### TEXT PROVIDED
━━━━━━━━━━━━━━━━━━━━

Please note that many characters in the Solr Query Syntax (most notable the plus sign: "+") are special characters in URLs, so when constructing request URLs manually, you must properly URL-Encode these characters.
q= +popularity:[10 TO *] +section:0
http://localhost:8983/solr/select?q=%2Bpopularity:[10%20TO%20*]%20%2Bsection:0
For more information, see Yonik Seeley's blog on Nested Queries in Solr.
You can pass any "Solr valid" input to the new OpenCms Solr request handler (handleSolrSelect). To get familiar with the Solr query syntax the Solr Wiki page lends itself: Search and Indexing.

━━━━━━━━━━━━━━━━━━━━

Dataset excerpt

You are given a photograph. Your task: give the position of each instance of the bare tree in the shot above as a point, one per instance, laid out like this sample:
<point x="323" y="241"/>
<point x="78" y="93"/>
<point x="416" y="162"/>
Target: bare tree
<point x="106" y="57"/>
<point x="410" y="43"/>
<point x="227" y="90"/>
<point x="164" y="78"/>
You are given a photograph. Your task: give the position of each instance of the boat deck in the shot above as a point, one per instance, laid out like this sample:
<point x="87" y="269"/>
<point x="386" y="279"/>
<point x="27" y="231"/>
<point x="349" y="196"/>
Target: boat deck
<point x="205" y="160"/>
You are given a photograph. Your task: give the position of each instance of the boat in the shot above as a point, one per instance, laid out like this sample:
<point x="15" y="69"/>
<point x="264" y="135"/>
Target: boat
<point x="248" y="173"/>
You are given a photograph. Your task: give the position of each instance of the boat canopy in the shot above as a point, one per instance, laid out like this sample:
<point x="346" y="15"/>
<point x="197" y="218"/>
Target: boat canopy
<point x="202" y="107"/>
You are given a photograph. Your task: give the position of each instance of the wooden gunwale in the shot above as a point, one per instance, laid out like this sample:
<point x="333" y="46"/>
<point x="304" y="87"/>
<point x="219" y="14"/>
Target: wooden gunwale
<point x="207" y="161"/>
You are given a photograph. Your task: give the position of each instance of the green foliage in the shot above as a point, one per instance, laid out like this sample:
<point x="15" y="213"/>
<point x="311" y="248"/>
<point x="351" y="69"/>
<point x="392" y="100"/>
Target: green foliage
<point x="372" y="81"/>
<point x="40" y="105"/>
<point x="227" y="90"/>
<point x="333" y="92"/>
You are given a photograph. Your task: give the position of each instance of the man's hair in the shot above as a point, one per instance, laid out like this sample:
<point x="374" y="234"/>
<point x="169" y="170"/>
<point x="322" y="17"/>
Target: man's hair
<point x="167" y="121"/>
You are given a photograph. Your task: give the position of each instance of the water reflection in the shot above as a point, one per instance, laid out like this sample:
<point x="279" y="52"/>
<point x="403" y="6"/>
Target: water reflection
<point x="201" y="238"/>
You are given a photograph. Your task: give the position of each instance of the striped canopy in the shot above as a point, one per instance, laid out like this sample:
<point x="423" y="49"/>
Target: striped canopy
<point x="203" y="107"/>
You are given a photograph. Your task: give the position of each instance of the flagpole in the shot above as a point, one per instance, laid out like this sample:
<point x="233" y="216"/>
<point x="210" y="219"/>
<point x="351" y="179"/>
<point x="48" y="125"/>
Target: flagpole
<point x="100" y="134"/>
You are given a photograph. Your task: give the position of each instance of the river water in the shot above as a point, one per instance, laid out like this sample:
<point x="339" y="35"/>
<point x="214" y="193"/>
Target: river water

━━━━━━━━━━━━━━━━━━━━

### REQUIRED ACTIONS
1. Copy the passage on Solr query syntax word for word.
2. Repeat, word for word, the lines of the listing starting at the line that contains "of the flagpole" and ending at the final line of the listing.

### SOLUTIONS BY TASK
1.
Please note that many characters in the Solr Query Syntax (most notable the plus sign: "+") are special characters in URLs, so when constructing request URLs manually, you must properly URL-Encode these characters.
q= +popularity:[10 TO *] +section:0
http://localhost:8983/solr/select?q=%2Bpopularity:[10%20TO%20*]%20%2Bsection:0
For more information, see Yonik Seeley's blog on Nested Queries in Solr.
You can pass any "Solr valid" input to the new OpenCms Solr request handler (handleSolrSelect). To get familiar with the Solr query syntax the Solr Wiki page lends itself: Search and Indexing.

2.
You are given a photograph. Your task: give the position of each instance of the flagpole in the shot above as a point, one per instance, laid out like this sample:
<point x="233" y="216"/>
<point x="210" y="219"/>
<point x="351" y="179"/>
<point x="48" y="125"/>
Target: flagpole
<point x="100" y="134"/>
You are given a photograph. Your task: give the position of each instance of the river water in the shot above as a point, one per instance, laid out like this sample:
<point x="339" y="35"/>
<point x="214" y="193"/>
Target: river water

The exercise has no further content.